═════ RECORDS TO USE ═════
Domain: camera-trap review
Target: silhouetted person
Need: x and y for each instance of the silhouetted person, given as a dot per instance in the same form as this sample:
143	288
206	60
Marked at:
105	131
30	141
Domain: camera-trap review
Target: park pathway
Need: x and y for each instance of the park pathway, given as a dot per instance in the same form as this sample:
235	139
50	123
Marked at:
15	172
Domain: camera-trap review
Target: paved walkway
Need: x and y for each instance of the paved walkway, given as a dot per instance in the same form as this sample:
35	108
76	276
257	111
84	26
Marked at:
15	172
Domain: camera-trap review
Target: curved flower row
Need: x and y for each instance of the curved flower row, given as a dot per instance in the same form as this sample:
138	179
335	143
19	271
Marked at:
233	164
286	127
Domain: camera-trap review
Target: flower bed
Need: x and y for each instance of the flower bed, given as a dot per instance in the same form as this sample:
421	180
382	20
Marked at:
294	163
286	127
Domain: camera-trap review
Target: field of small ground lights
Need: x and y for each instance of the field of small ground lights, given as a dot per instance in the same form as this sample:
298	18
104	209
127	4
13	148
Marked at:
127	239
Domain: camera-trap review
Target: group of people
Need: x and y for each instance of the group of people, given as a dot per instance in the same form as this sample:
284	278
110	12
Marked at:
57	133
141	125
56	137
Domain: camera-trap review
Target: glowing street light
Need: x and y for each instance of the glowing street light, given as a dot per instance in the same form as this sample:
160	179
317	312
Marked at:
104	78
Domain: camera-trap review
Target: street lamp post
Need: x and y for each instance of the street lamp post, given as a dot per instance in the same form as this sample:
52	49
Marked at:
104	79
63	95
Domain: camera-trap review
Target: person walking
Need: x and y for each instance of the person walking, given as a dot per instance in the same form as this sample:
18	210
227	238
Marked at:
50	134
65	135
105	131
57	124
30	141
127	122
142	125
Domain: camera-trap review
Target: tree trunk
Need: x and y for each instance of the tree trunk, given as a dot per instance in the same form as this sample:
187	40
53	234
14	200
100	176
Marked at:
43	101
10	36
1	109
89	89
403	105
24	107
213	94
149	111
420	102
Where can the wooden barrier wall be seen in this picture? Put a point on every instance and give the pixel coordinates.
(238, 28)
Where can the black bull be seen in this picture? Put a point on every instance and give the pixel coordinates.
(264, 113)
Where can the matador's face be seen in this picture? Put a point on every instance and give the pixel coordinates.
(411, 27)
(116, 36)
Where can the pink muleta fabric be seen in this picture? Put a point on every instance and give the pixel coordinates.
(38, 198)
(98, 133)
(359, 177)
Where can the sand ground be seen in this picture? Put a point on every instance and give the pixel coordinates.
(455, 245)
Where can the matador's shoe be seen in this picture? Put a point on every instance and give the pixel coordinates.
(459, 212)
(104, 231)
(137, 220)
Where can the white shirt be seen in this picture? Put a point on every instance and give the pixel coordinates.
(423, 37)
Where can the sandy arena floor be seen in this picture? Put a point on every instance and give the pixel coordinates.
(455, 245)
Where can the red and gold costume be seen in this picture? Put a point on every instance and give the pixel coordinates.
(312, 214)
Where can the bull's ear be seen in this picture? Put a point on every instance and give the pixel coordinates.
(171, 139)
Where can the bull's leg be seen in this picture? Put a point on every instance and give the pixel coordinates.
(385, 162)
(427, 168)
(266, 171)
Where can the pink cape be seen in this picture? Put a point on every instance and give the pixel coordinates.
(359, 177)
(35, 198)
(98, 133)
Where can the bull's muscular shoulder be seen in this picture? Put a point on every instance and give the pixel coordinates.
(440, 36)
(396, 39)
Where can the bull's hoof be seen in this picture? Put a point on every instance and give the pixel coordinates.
═════
TASK PROMPT: The entries above should be set down again exactly as they appear.

YOUR RESPONSE:
Domain: camera-trap review
Target: silhouetted person
Need: x and y for each instance of the silhouetted person, given as a dot per instance in the same form as this sample:
143	288
206	60
Marked at:
105	131
30	141
Domain: camera-trap review
Target: park pathway
Need: x and y for each instance of the park pathway, given as a dot per instance in the same form as this sample:
235	139
50	123
Marked at:
15	172
Domain: camera-trap review
Target: paved walkway
Need: x and y for each instance of the paved walkway, given as a dot per instance in the same form as this sample:
35	108
76	276
257	111
84	26
Marked at:
15	172
Domain: camera-trap review
Target: curved flower row
Need: x and y for each instance of the curved flower row, given as a dot per instance in the same form as this sample:
138	179
335	143
19	271
Marked at:
233	164
286	127
Domain: camera-trap review
Target: flower bed
Need: x and y for each instance of the flower bed, given as a dot per instance in the same form as this sample:
421	180
382	20
Marked at:
294	163
286	127
Domain: camera-trap review
Target: field of small ground lights
Need: x and y for each instance of the field of small ground lights, given as a dot per instance in the same form as this sample:
298	18
104	209
127	4
13	148
Marked at:
127	239
Domain: camera-trap review
Target: group of people
Need: x and y for each instance of the group of people, given as a dot per instance in the same form as this sample:
284	278
110	12
Marked at:
57	133
141	125
56	137
Domain: camera-trap review
Target: glowing street light
Need: x and y for each instance of the glowing street light, given as a dot per instance in the same form as this sample:
160	179
317	312
Marked at:
104	78
Domain: camera-trap review
Target: street lamp post
Need: x and y for each instance of the street lamp post, given as a dot per instance in the same form as this sample:
52	49
Marked at:
104	79
63	95
Domain: camera-trap review
Target: person walking
Need: x and y for each instance of the person walking, given as a dot per instance in the same form as this sample:
18	210
227	238
Marked at:
50	134
65	135
105	131
57	124
30	141
127	122
142	125
Domain: camera-trap review
Target: tree trunk
Need: x and y for each instance of the tree trunk, given as a dot per instance in the same form as this sample:
187	40
53	234
14	200
100	176
Marked at:
43	101
10	36
1	109
89	89
403	105
24	107
213	94
149	111
420	102
Where can the wooden barrier wall be seen in this picture? Put a point on every instance and give the pixel coordinates.
(238, 28)
Where can the black bull be seen in this picture? Put a point on every instance and give the pixel coordinates.
(264, 113)
Where can the matador's face be seen in this picture? Put a point on every instance and give the pixel coordinates.
(411, 27)
(116, 36)
Where can the pink muleta fabric be seen in this picture? Put a point on every instance and give the pixel coordinates.
(38, 198)
(98, 133)
(359, 177)
Where can the sand ground be seen in this picture? Put a point on every instance and give the pixel coordinates.
(455, 245)
Where can the matador's shoe be seen in this picture? Put a point on every instance and give the pixel coordinates.
(459, 212)
(104, 231)
(137, 220)
Where can the white shirt be seen in this picture? Put a point on every instance and give the pixel coordinates.
(423, 37)
Where can the sandy arena floor be seen in this picture? Put a point on every instance and give the pixel coordinates.
(455, 245)
Where can the red and gold costume be seen in this picture? Put a point on every instance and give the pixel coordinates.
(312, 214)
Where can the bull's ear be seen in this picture? Put a point on every instance and give the pixel coordinates.
(171, 139)
Where can the bull's leg be seen in this picture? Put a point on every instance and give the pixel coordinates.
(385, 162)
(427, 168)
(266, 171)
Where can the pink cape be seen in this picture? Put a point on every instance and give the pixel coordinates.
(359, 177)
(35, 198)
(98, 133)
Where can the bull's muscular shoulder be seen in this picture? Put a point on every instance and give the pixel coordinates.
(440, 36)
(396, 39)
Where can the bull's hoof be seen in this picture? Put a point on every instance and give the pixel coordinates.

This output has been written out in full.